ABOUT THIS EXERCISE: The entries are to be repeated in full, without any change.

GIVEN ENTRIES:

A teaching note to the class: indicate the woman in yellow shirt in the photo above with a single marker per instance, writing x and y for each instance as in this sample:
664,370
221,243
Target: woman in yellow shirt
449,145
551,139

SOLUTION BELOW:
A teaching note to the class: indicate the woman in yellow shirt in the photo above with a single marker per instance, writing x and y for each instance as in this sample:
664,370
221,243
Target: woman in yellow shirt
449,145
551,139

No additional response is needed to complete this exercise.